Repeat word for word everything from the line containing "# test: point on every instance of the dark opening" to the end of the listing, first and last lines included, and only that.
+++ Data entries
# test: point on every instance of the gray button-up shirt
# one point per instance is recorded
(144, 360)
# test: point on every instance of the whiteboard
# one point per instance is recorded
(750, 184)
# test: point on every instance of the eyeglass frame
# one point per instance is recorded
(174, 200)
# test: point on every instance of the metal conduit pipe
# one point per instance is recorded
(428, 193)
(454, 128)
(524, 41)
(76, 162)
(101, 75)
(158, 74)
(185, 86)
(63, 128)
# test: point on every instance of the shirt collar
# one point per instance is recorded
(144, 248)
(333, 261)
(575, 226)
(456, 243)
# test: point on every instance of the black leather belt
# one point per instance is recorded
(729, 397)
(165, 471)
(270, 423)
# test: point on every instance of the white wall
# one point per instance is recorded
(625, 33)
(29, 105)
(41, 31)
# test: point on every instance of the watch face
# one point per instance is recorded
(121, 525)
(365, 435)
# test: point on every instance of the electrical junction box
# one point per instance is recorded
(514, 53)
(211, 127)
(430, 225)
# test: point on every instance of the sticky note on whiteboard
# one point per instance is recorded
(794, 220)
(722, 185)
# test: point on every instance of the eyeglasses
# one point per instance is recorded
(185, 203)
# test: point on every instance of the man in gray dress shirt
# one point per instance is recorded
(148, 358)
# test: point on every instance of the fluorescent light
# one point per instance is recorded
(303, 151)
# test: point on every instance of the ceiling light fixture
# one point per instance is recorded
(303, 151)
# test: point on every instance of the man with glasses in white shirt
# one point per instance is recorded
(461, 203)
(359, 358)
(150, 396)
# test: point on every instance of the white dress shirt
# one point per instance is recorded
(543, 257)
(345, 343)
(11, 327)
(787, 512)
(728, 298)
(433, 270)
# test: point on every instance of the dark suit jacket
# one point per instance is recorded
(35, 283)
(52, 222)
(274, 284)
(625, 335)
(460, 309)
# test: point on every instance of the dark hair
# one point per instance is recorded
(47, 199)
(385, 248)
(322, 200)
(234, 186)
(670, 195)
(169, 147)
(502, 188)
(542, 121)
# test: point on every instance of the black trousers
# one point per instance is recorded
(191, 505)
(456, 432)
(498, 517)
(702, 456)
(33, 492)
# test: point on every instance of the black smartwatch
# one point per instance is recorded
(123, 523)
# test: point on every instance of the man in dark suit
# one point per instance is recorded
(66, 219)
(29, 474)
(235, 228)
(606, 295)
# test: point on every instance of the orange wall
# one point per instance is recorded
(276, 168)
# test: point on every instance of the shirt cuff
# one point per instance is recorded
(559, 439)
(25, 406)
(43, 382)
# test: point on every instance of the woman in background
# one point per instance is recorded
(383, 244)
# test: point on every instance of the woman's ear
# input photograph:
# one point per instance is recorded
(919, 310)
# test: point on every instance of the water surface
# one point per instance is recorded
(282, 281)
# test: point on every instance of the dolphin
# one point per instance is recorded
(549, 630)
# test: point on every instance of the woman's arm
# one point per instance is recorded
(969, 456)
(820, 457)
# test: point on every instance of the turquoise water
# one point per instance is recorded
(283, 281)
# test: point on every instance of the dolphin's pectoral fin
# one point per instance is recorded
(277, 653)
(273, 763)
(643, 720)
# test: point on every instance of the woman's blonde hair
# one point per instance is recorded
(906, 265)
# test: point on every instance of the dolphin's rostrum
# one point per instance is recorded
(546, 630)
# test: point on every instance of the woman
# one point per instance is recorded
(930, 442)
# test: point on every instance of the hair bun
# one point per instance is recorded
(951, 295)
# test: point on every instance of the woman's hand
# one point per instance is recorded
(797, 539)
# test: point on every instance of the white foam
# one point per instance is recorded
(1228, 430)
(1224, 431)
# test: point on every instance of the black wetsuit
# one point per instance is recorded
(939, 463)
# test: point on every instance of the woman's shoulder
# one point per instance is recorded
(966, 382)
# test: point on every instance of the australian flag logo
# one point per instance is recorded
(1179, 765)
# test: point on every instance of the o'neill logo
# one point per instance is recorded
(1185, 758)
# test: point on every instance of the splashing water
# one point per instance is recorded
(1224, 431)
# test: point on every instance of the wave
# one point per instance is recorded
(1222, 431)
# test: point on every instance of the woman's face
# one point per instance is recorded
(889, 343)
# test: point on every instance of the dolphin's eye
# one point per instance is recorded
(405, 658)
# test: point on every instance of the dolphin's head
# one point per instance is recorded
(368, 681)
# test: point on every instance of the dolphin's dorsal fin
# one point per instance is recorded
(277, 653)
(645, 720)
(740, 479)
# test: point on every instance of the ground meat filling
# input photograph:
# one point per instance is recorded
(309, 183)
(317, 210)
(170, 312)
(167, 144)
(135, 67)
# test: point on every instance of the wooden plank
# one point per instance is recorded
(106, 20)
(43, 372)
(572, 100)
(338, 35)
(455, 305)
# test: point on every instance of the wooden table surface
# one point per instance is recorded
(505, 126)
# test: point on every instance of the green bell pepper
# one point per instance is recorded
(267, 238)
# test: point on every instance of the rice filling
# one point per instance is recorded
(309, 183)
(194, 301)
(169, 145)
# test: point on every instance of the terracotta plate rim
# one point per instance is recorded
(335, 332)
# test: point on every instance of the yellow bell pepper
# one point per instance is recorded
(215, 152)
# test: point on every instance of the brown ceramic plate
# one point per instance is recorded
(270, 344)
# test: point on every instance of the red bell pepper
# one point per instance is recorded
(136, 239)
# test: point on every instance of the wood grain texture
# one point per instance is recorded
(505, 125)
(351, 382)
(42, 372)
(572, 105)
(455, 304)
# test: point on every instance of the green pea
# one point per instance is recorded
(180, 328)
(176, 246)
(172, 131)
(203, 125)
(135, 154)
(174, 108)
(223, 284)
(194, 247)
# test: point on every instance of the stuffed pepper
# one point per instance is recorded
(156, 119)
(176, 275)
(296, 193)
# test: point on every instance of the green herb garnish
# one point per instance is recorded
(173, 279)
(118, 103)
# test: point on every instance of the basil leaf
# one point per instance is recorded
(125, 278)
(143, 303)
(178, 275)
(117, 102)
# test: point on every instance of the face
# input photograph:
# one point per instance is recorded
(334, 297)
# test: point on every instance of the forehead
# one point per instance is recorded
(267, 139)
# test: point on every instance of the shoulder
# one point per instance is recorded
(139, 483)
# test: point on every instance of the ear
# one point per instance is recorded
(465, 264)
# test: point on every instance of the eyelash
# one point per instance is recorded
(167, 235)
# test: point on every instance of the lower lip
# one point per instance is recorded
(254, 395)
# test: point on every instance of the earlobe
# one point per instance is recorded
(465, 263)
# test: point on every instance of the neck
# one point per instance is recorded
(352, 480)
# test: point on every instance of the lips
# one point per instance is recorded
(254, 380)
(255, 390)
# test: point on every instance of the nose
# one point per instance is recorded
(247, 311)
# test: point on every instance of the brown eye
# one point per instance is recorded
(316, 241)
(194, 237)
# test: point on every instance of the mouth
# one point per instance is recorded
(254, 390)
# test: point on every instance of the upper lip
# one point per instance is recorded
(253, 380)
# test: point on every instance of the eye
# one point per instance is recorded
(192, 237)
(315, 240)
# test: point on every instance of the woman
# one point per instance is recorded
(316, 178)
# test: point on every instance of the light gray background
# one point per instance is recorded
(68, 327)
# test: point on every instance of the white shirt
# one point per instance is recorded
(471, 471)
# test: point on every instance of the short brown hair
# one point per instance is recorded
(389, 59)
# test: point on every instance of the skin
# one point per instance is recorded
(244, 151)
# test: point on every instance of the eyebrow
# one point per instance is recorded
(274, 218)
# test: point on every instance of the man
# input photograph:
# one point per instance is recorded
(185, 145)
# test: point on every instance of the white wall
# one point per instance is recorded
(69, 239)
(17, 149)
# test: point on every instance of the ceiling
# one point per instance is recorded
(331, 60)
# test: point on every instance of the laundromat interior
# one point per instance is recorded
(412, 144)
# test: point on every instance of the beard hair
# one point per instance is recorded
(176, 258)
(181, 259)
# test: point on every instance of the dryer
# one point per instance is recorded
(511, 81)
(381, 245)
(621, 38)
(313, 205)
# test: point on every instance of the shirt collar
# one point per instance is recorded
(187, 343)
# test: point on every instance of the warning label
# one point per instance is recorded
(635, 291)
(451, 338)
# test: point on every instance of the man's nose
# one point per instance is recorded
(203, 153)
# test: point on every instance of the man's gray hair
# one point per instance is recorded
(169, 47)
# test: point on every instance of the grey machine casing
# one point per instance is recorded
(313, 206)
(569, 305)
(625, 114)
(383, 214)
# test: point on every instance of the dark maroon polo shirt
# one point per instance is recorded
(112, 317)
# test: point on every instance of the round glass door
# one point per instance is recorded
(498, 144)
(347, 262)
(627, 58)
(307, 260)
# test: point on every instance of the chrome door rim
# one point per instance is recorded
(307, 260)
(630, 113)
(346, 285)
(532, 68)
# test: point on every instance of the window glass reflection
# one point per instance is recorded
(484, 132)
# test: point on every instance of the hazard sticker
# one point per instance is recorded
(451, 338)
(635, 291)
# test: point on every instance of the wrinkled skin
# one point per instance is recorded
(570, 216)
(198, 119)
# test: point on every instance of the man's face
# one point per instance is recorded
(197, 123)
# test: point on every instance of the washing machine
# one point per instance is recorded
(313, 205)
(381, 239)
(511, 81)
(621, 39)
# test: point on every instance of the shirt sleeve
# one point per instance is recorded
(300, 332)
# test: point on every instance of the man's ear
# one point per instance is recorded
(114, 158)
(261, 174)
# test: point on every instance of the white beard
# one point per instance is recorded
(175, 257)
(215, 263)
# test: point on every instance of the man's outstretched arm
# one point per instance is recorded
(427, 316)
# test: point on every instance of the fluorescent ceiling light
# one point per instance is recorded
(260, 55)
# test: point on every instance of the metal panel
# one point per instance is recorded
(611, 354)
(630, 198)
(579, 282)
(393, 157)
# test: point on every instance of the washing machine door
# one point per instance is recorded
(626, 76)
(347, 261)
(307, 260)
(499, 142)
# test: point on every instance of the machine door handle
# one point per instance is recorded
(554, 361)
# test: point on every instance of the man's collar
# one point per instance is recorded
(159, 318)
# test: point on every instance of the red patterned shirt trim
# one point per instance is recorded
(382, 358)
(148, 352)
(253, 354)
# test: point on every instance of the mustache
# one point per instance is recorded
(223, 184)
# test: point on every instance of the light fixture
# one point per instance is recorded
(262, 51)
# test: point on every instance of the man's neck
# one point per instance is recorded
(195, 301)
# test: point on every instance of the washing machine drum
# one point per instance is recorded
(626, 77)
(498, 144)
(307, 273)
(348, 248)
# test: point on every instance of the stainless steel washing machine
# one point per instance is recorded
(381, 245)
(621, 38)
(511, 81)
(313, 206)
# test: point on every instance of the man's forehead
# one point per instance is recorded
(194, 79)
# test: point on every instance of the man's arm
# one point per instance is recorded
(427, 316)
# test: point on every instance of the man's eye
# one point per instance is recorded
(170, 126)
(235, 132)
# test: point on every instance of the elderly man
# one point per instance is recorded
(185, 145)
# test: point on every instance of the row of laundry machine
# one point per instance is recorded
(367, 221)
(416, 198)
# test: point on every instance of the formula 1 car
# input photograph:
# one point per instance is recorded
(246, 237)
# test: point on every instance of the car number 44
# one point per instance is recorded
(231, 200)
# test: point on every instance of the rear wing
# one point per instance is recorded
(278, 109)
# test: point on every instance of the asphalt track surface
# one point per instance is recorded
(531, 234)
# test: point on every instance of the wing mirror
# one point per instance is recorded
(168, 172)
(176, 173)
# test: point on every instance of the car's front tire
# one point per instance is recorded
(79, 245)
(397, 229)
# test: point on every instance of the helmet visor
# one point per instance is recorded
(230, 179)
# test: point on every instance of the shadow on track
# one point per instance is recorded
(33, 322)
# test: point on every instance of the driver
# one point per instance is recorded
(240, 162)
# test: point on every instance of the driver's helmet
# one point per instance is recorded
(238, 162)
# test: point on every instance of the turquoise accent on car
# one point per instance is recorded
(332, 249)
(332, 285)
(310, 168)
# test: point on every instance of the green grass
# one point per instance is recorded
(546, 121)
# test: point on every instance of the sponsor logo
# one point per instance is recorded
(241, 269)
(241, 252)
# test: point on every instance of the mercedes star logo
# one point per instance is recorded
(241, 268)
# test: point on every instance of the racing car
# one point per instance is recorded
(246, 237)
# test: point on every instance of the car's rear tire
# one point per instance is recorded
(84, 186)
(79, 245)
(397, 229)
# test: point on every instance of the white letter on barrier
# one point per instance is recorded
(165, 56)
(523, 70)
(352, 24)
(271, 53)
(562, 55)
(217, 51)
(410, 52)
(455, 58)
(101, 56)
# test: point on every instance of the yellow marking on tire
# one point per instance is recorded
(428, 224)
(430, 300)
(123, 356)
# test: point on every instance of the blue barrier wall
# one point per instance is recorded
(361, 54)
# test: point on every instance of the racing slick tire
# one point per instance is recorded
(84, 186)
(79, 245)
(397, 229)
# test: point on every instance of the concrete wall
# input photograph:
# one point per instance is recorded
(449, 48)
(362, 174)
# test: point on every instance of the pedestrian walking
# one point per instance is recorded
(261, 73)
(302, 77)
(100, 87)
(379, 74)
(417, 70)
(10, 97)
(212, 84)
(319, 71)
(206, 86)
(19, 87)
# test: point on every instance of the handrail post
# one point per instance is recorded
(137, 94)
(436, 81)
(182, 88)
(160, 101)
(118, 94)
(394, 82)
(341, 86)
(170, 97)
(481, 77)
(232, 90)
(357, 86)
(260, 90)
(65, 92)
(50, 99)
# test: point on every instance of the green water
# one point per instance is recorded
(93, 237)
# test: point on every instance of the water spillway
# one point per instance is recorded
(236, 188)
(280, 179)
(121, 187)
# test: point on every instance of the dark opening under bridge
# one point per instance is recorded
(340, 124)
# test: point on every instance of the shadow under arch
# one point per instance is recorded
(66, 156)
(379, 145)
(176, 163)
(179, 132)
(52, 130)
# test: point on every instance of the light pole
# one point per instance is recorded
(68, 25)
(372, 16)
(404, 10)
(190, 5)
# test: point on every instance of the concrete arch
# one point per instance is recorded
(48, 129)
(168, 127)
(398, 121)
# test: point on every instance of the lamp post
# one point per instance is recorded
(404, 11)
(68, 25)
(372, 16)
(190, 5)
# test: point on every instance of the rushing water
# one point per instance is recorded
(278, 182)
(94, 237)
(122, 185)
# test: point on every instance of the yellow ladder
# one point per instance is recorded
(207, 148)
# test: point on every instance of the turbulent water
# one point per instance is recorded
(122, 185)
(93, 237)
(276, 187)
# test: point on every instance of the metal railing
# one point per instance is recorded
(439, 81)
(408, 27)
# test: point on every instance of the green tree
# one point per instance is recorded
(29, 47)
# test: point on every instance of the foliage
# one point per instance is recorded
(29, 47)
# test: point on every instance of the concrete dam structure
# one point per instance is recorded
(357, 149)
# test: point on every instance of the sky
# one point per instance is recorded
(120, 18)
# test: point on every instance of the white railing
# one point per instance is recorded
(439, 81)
++++++
- [Result for this exercise]
# test: point on every instance of the dark opening under bridge
# one point per instance is recorded
(340, 124)
# test: point on every instance of the shadow under arch
# one point per instance is recorded
(66, 156)
(379, 145)
(176, 163)
(179, 132)
(52, 130)
# test: point on every instance of the light pole
# one point per instance is recorded
(68, 25)
(372, 16)
(404, 10)
(190, 5)
# test: point on every instance of the concrete arch
# one point per instance is recorded
(48, 129)
(168, 127)
(398, 121)
# test: point on every instance of the lamp post
# one point per instance is recorded
(404, 11)
(68, 25)
(372, 16)
(190, 5)
# test: point on every instance of the rushing water
# one point per instance is recorded
(278, 182)
(94, 237)
(122, 185)
# test: point on every instance of the yellow ladder
# one point per instance is recorded
(207, 148)
# test: point on every instance of the turbulent water
# one point per instance is recorded
(122, 185)
(93, 237)
(276, 187)
# test: point on every instance of the metal railing
# one point per instance is recorded
(439, 81)
(408, 27)
# test: point on every instance of the green tree
# one point per instance is recorded
(29, 47)
# test: point on every instance of the foliage
# one point per instance is recorded
(29, 47)
# test: point on every instance of the concrete dam structure
# one point per instance is recorded
(357, 149)
# test: point on every instance of the sky
# one point per instance is recorded
(120, 18)
# test: point on every instance of the white railing
# one point per instance is recorded
(439, 81)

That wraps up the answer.